BRIEF 1:
Using the choose-two trilemma post below, decide whether each statement agrees with it: (a) the triangle assumes no one will be a jack-of-all-trades, (b) Bitcoin is a strong unit of account, and (c) the writer has already investigated the trilemma itself in earlier posts. For each, give yes or no and quote the deciding words.
BRIEF 2:
In the choose-two trilemma post below, turn the paragraph beginning "Here's a more recent post" into a short bulleted list that keeps its main facts.

DOCUMENT PASSAGE:

====

The Choose-Two Trilemma
"You can't have it all."
This choose two problem extends back quite far back into history. Not really sure when it began, but it is a classic scarcity/priority issue that extends into almost all parts of our lives. Priorities must be set. Sacrifices must be made. Resources are scarce. We can't have everything at once.
However, clearly the triangle doesn't take everything into account. It inherently assumes that we can not find balance. It inherently assumes that no one will be the jack-of-all-trades and do a little bit of everything. Clearly that is false, but the concept is still sound. We can't have the best of everything. Or can we?
Like... is it really that difficult to have good grades, a social life, and get 8 hours of sleep? Seriously, people take the triangle too far. Obviously we can have all these things and more.
This one is particularly toxic gamer shit. Like, yeah... if you play video games 8 hours a day that might cut in to other stuff. Obviously. I simultaneously identify with this one, and am also disgusted by it.
Can Crypto have it all?
I've actually already brought up the trilemma multiple times in other posts, but I've never actually investigated the trilemma itself. Wow... looking at that post it was right before the hostile takeover split into Hive. Crazy stuff. Blast from the past.
Here's a more recent post where I explain how we can have it all with crypto. Technology is creating a situation where everything is getting an upgrade. We no longer have to choose two. We can have it all. This is especially true when we look at the entire cryptoverse as a whole. Even if Bitcoin is always going to be a poor unit of account, it has very strong liquidity pools to other tokens that easily could be.

====

[Referring expression pointing data]
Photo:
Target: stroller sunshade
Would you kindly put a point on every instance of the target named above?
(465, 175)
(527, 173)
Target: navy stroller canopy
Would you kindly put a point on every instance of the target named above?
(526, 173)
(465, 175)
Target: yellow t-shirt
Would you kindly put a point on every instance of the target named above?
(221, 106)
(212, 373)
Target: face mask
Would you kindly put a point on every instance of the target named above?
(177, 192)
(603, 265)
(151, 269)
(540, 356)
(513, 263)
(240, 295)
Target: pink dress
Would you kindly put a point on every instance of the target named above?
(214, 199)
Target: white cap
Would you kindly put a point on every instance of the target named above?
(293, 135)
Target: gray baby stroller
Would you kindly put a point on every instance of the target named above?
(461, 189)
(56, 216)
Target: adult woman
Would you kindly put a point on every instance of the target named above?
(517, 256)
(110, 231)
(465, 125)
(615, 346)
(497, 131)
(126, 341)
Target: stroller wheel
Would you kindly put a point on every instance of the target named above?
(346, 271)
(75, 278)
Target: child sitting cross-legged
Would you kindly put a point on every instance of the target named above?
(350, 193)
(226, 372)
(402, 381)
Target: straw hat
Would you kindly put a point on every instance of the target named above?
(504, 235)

====

FINAL ANSWER 1:
(a) Yes: "It inherently assumes that no one will be the jack-of-all-trades and do a little bit of everything."
(b) No: "Even if Bitcoin is always going to be a poor unit of account"
(c) No: "but I've never actually investigated the trilemma itself."

FINAL ANSWER 2:
- A more recent post explains how crypto lets us have it all.
- Technology is upgrading everything, so we no longer have to choose two.
- This is especially true of the cryptoverse as a whole.
- Bitcoin may always be a poor unit of account, but it has strong liquidity pools to other tokens that easily could be one.